>>>

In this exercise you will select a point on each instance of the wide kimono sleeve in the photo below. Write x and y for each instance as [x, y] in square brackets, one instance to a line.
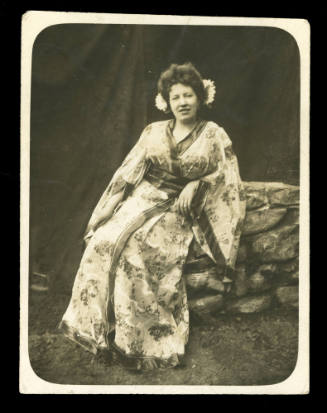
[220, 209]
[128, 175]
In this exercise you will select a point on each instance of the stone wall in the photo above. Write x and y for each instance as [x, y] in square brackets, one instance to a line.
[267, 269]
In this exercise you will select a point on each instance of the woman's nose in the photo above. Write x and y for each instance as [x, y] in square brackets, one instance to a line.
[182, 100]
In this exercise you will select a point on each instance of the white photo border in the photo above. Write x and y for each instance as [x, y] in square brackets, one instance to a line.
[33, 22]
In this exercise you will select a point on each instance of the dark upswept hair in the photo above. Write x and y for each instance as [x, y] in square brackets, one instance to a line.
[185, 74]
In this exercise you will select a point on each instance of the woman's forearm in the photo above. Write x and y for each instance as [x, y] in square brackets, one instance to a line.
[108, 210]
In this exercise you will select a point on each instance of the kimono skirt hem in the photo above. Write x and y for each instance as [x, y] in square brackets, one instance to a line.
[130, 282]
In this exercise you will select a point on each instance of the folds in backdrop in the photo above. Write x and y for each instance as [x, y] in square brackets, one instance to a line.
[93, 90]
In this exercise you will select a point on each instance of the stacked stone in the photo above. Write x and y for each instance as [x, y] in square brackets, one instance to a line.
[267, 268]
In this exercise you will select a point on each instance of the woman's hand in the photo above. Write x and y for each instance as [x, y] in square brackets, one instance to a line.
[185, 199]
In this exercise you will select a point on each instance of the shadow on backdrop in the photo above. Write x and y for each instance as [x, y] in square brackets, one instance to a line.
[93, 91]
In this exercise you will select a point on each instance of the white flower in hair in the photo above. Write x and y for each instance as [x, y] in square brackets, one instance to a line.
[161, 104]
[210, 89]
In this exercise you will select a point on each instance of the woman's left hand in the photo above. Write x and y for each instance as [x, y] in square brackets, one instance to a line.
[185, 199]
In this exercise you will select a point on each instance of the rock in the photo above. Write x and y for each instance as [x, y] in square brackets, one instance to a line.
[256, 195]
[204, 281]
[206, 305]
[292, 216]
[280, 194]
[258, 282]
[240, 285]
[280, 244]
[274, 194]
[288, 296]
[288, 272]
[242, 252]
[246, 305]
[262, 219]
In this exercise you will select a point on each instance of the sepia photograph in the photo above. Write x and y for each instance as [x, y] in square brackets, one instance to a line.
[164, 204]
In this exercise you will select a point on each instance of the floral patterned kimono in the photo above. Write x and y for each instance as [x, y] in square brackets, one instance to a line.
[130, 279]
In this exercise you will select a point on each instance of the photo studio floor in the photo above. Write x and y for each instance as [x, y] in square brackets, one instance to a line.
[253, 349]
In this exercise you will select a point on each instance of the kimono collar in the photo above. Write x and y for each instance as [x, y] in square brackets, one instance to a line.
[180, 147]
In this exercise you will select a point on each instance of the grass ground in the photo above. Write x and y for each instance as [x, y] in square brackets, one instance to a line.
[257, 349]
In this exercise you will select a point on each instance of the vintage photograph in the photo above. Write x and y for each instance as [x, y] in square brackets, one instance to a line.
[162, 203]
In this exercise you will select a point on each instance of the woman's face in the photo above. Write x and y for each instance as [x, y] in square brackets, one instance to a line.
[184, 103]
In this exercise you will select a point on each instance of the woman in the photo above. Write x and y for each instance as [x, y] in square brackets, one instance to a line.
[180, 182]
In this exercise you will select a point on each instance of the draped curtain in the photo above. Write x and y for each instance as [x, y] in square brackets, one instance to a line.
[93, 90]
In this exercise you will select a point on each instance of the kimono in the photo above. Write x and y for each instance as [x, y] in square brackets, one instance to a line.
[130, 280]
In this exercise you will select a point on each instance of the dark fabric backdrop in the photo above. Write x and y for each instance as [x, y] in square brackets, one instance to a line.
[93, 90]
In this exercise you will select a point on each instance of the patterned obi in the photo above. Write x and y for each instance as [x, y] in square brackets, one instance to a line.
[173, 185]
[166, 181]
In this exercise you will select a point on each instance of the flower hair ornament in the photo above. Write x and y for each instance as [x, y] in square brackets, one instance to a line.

<<<

### Given request:
Write out all of the records above word for word, leaving out the pictures.

### The answer:
In this exercise you will select a point on each instance of the wide kimono sleeve in the photo below. Write x and y for each instance as [x, y] in square brackets, one instance to a line.
[220, 209]
[128, 175]
In this exercise you will select a point on each instance of the stone wall in the photo above. Write x and y for each instance as [x, y] in square brackets, one instance to a line.
[267, 269]
In this exercise you will select a point on each instance of the woman's nose in the photo above. Write x and y for each instance as [x, y] in square brackets, one instance to a line.
[182, 100]
In this exercise you will select a point on each instance of the white photo border in the photo above. Write x and y for each instance as [x, y] in square brackets, one instance to a line.
[33, 22]
In this exercise you will select a point on each instance of the dark upswept hair in the photo above. Write x and y for each instance as [x, y] in square brackets, one instance to a line.
[185, 74]
In this exercise you will select a point on each instance of the woman's forearm in the photo above. Write x and y for each instance as [x, y] in square brackets, one instance to a line.
[108, 210]
In this exercise you will select a point on each instance of the kimono skirt hem in the photo above. Write x and y for each instance as [x, y] in square brackets, one instance to a line.
[130, 282]
In this exercise you will select a point on each instance of the folds in backdrop in the photo above. Write x and y for each instance as [x, y] in square brackets, one instance to a line.
[93, 90]
In this exercise you will select a point on each instance of the stacked stone in the photo above. Write x and y for each instance as [x, y] in square brackets, one instance to a line.
[267, 268]
In this exercise you will select a point on each instance of the woman's hand in the photo above. Write x and y for each instance as [x, y] in square brackets, one instance to a line.
[185, 199]
In this exercise you will select a point on each instance of the shadow on backdrop in the photo above. Write x and y for each instance as [x, y] in square brackets, one instance to a line.
[93, 91]
In this exercise you will select a point on each instance of the white flower in hair in the photo above. Write x and y for each instance as [x, y] in square brackets, one instance to a line.
[161, 104]
[210, 89]
In this exercise you will select a point on each instance of the woman's left hand in the photo above. Write x and y for each instance as [x, y] in square brackets, one instance to a line.
[185, 199]
In this exercise you will select a point on each instance of the rock in the photo above. Write x and y for each instance as [x, y] in square brackets, one instance to a line.
[256, 195]
[204, 281]
[206, 305]
[292, 216]
[280, 194]
[258, 282]
[240, 285]
[280, 244]
[274, 194]
[288, 296]
[288, 272]
[242, 252]
[246, 305]
[262, 219]
In this exercise you will select a point on each instance of the sepia photograph in the photo above. Write x and y for each instance as [x, y] in square brackets, one instance to a line.
[164, 204]
In this exercise you will select a point on each instance of the floral patterned kimono in the photo above. Write x and y for each instance as [x, y] in square brackets, one instance to a line.
[130, 279]
In this exercise you will select a point on each instance of the photo studio floor in the photo above. Write x and y for each instance as [x, y] in square brackets, one instance to a line.
[253, 349]
In this exercise you will select a point on each instance of the kimono collar in the photo above. Write x and y for each instance as [x, y] in square brackets, one instance to a line.
[180, 147]
In this exercise you will select a point on each instance of the grass ground in the photo above. Write x and y for each instance as [x, y] in square brackets, one instance to a line.
[257, 349]
In this exercise you will select a point on each instance of the vintage photograph in the photo above. Write x and y for each instance as [x, y] in square brackets, one instance to a line.
[162, 203]
In this exercise you will select a point on each instance of the woman's face in the photo above. Write x and y for each instance as [x, y] in square brackets, one instance to a line.
[184, 103]
In this exercise you will select a point on each instance of the woman in the photo above. Write x and y for each instance as [x, y] in square brackets, one instance to a line.
[180, 182]
In this exercise you will select a point on each instance of the draped curtain in the photo above. Write x and y for each instance as [x, y] in square brackets, one instance to a line.
[93, 90]
In this exercise you will select a point on each instance of the kimono in the photo above. Write x and y for each instance as [x, y] in square brackets, one instance to a line.
[130, 280]
In this exercise you will select a point on each instance of the dark fabric backdrop in the photo above. Write x and y for each instance as [x, y] in square brackets, one instance to a line.
[93, 90]
In this exercise you will select a point on each instance of the patterned obi in the photo above. Write x and y for each instance as [x, y] in square brackets, one instance to a line.
[173, 185]
[166, 181]
In this exercise you will select a point on each instance of the flower hair ornament in the photo above. Write x and y for each instance as [x, y] in square brackets, one instance to a line.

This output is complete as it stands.